Selected excerpt =>
-- start --
Now you did it...the things on the side say "1920's movies". Did they even HAVE movies back then?????

Kaylen said...

I have had ads on the side of my blog for ages...maybe 2 years now. I think I have about $3.00. I'm reworking my blogger retirement plan.

Tamara said...

Hehehe... sorry, can't think of anything to say... too busy laughign at your "fluffer for the gay porn film industry"... bwahahahahaha!

mikeb302000 said...

I tried it, and I must admit with dollar signs in my eyes. But what I discovered is only blogs with really heavy traffic make money from ads. At least that's what I figured from the fact that I made none.

I removed all.

2abes said...

i thought you voluneteered as the fluffer?

Blog Queen said...

I'm clicking as we speak (type) or whatever the hell you call this

sybil law said...
-- end --
Written task A => In the blog comments, what does the commenter who tried ads conclude about which blogs make money from them?
Written task B => Write out the part of the blog comments starting at "mikeb302000 said..." and ending at "Blog Queen said...".

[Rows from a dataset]
-- start --
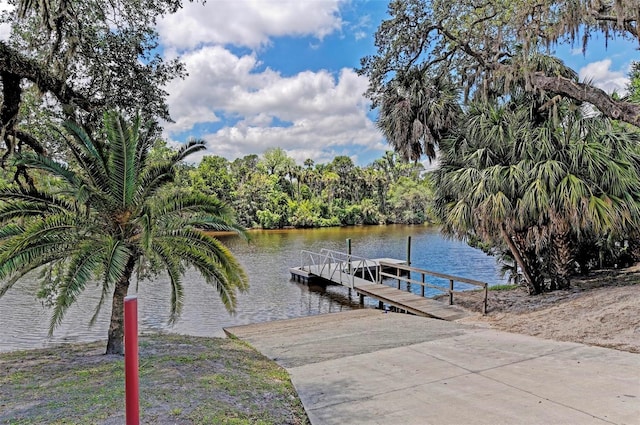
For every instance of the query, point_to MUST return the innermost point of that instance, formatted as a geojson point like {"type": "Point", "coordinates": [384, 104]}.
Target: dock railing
{"type": "Point", "coordinates": [336, 265]}
{"type": "Point", "coordinates": [406, 277]}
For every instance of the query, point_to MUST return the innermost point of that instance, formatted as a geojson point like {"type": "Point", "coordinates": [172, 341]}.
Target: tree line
{"type": "Point", "coordinates": [536, 166]}
{"type": "Point", "coordinates": [272, 191]}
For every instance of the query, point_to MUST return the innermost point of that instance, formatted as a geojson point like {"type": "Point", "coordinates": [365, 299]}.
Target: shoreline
{"type": "Point", "coordinates": [601, 310]}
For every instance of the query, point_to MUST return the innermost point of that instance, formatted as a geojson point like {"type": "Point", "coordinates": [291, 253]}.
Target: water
{"type": "Point", "coordinates": [266, 259]}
-- end --
Task solution A => Only blogs with really heavy traffic make money from ads.

Task solution B =>
mikeb302000 said...

I tried it, and I must admit with dollar signs in my eyes. But what I discovered is only blogs with really heavy traffic make money from ads. At least that's what I figured from the fact that I made none.

I removed all.

2abes said...

i thought you voluneteered as the fluffer?

Blog Queen said...